- Kutipan yang Diberikan:
* * * * *

Darimana bisa terlihat? Interviewer
atau user yang jeli dan sensitif
melakukan eksplorasi dengan banyak cara, untuk menemukan apakah kandidat punya concern terhadap orang lain, atau hanya
pada diri sendiri, apakah ada kontribusi nyata pada tempat ia belajar dan
bekerja, dan apakah pengalaman kerja telah menghasilkan pertumbuhan karakter
yang semakin baik serta kematangan pengalaman & ketrampilan
Langkah Aman
Banyak pertanyaan diajukan, bagaimana supaya kita bisa memberikan impresi
yang positif dan menarik? Jawabannya bukan terletak pada 'teknik atau cara',
tapi pada 'apa'; bukan bagaimana mengimpresi, namun apakah yang dijadikan
modal? Banyak orang silau oleh impresi yang kinclong, seperti CV yang keren,
bicara kebarat-baratan, dan baru terbukti setahun kemudian ketika masa honeymoon sudah berlalu. Atasan mulai
bertanya-tanya mengapa dia belum juga memberikan energi baru dan kreativitas
segar yang menggenjot inovasi dan produktivitas team-nya, malahan tenggelam menjadi sewarna dan senada dengan yang
lain.
Sebenarnya, tidak perlu punya kehebatan untuk bisa menjadi hebat, sama halnya
dengan burung pasti bisa terbang tinggi jika ia mau rajin-rajin mengepakkan
sayapnya. Manusia diberi kemampuan untuk beradaptasi dengan persoalan dan
kendala-kendala, mulai dari yang sederhana sampai yang kompleks. Kunci
keberhasilan seseorang, ada pada kemauannya untuk terus melangkah, menghadapi
setiap persoalan, menyelesaikannya dan melanjutkan perjalanan. Masa lalu, tidak
hilang melainkan sudah "berfotosintesis" dengan kepribadian melahirkan satu
lagi ciri khas karakter kita. Hasil fotosintesis itulah yg menjadi "chlorophyl" karakter. Disitu letak
pentingnya pengalaman pribadi.

* * * * *

- Permintaan Tertulis 1: Salin bagian kutipan tentang wawancara kerja ini apa adanya, mulai dari kata-kata "Sebenarnya, tidak perlu" dan berhenti setelah kata-kata "pentingnya pengalaman pribadi.".
- Permintaan Tertulis 2: Menurut kutipan tentang wawancara kerja ini, di manakah letak kunci keberhasilan seseorang?
- Permintaan Tertulis 3: Teruskan kutipan tentang wawancara kerja ini mulai sesudah kalimat terakhirnya.
Data sesudah kutipan di atas merupakan bahan yang terpisah.

- Informasi yang Diberikan:

* * * * *

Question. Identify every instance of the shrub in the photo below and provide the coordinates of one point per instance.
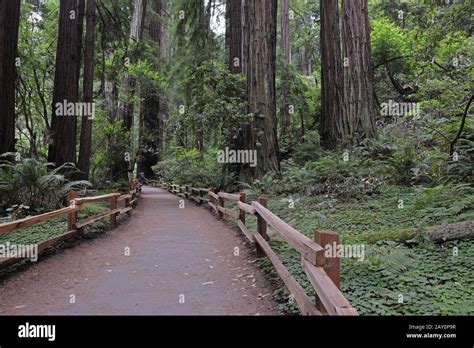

* * * * *

- Tanggapan 1:
Sebenarnya, tidak perlu punya kehebatan untuk bisa menjadi hebat, sama halnya
dengan burung pasti bisa terbang tinggi jika ia mau rajin-rajin mengepakkan
sayapnya. Manusia diberi kemampuan untuk beradaptasi dengan persoalan dan
kendala-kendala, mulai dari yang sederhana sampai yang kompleks. Kunci
keberhasilan seseorang, ada pada kemauannya untuk terus melangkah, menghadapi
setiap persoalan, menyelesaikannya dan melanjutkan perjalanan. Masa lalu, tidak
hilang melainkan sudah "berfotosintesis" dengan kepribadian melahirkan satu
lagi ciri khas karakter kita. Hasil fotosintesis itulah yg menjadi "chlorophyl" karakter. Disitu letak
pentingnya pengalaman pribadi.

- Tanggapan 2: Kunci keberhasilan seseorang ada pada kemauannya untuk terus melangkah, menghadapi setiap persoalan, menyelesaikannya, dan melanjutkan perjalanan.

- Tanggapan 3:
Maka dari itu, sebagaimana hijau daun tidak dapat disembunyikan,maka karakter
asli juga akan terpancar; mau itu baik atau kurang baik, dsb. Keindahan dan
kekuatan seseorang akan terlihat dan terbaca dari output-nya, yakni : pola pikirnya, analisanya, perspektifnya,
nilai-nilai dan opini, sikap dan kepekaan terhadap lingkungan sekitarnya, dsb.
Itu semua yang akan kelihatan oleh orang lain, meskipun seandainya tidak ada CV
yang lengkap untuk memperlihatkan kekuatan seseorang. Kalau isi-nya kita
sedikit, atau kurang berkualitas, maka yang dibahas atau yang jadi fokus
perhatian juga persoalan remeh temeh dan kurang berbobot, tidak esensial, yang
dianggap sumber masalah justru persoalan periferal.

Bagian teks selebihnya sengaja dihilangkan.